>> Begin Information shown

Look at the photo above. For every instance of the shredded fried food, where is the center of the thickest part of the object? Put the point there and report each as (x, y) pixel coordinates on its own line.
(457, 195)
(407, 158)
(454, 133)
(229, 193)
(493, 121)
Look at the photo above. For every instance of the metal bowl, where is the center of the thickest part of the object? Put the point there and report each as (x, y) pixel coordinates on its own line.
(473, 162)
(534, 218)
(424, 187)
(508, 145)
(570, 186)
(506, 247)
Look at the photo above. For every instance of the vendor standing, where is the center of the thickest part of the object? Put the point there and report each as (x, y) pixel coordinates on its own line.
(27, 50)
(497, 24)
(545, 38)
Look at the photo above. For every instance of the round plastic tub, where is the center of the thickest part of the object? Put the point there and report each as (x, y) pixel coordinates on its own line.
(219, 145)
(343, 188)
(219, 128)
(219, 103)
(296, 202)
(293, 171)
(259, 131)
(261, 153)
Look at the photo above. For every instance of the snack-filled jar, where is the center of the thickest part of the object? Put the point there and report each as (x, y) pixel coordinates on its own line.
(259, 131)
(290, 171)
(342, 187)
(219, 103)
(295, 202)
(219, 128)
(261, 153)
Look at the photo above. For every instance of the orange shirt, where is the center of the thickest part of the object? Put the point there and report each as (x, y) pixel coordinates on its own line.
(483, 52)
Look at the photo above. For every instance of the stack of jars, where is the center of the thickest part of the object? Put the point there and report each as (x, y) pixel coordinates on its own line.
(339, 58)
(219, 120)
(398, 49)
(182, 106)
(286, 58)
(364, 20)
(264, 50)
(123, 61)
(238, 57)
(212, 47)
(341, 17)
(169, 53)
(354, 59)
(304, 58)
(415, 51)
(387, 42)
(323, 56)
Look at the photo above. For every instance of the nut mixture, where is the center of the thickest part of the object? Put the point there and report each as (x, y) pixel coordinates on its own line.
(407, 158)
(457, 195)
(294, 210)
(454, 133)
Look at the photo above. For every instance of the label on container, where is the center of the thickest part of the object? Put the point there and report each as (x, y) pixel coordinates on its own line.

>> End Information shown

* _What needs to be done_
Copy every line of the listing above word for word, with nothing changed.

* _Result below_
Look at the photo above. For every instance of the shredded fried food, where is the center of the thickest part of the object? Put the point there and report each as (x, y) pixel coordinates on its own line.
(457, 195)
(407, 158)
(454, 133)
(229, 193)
(493, 121)
Look at the photo above. For every instance of the metal bowl, where is the center of the thickest part of the object? Put the point there and report each as (x, y) pixel coordinates on its own line.
(473, 162)
(534, 218)
(424, 187)
(508, 145)
(570, 186)
(506, 247)
Look at the photo above. For every instance of the vendor standing, where is the center of the thickest part of the object? Put the point there and report each as (x, y) pixel coordinates on its own line.
(27, 50)
(497, 24)
(545, 38)
Look at the photo above. For every instance of the round plastic tub, where is the center of the thickest part of the object? Put the point there and report each as (x, y) pixel coordinates on its own line.
(219, 145)
(343, 188)
(219, 128)
(219, 103)
(296, 202)
(293, 171)
(259, 131)
(261, 153)
Look at the photo above. For every instance of the snack-filled jar, where is the center of the thickest part of the object? Put the point there and report each as (x, y) pixel coordinates on its own line.
(259, 131)
(290, 171)
(342, 187)
(219, 103)
(295, 202)
(219, 128)
(261, 153)
Look at the photo above. For every instance of the orange shirt, where is the center of the thickest part of the object? Put the point there and report each as (x, y) pixel coordinates on its own line.
(483, 52)
Look at the photo above. For every instance of the stack of jars, where is the center of the thickest part of the object? Put the point there and report each as (x, y) pixel coordinates on its own line.
(339, 58)
(219, 120)
(398, 49)
(182, 106)
(286, 58)
(364, 20)
(264, 50)
(123, 61)
(238, 57)
(212, 47)
(341, 17)
(169, 53)
(354, 59)
(304, 58)
(415, 51)
(387, 42)
(323, 56)
Look at the photo above. For every instance of the nut mixture, where is the center of the thickest part of the object? Put the point there and report each as (x, y) pixel coordinates on its own line.
(407, 158)
(457, 195)
(294, 210)
(454, 133)
Look at the photo above. For every instance of the label on container, where is the center of the thickest part of the object? Put the point there and report each as (x, y) pixel coordinates on its own line.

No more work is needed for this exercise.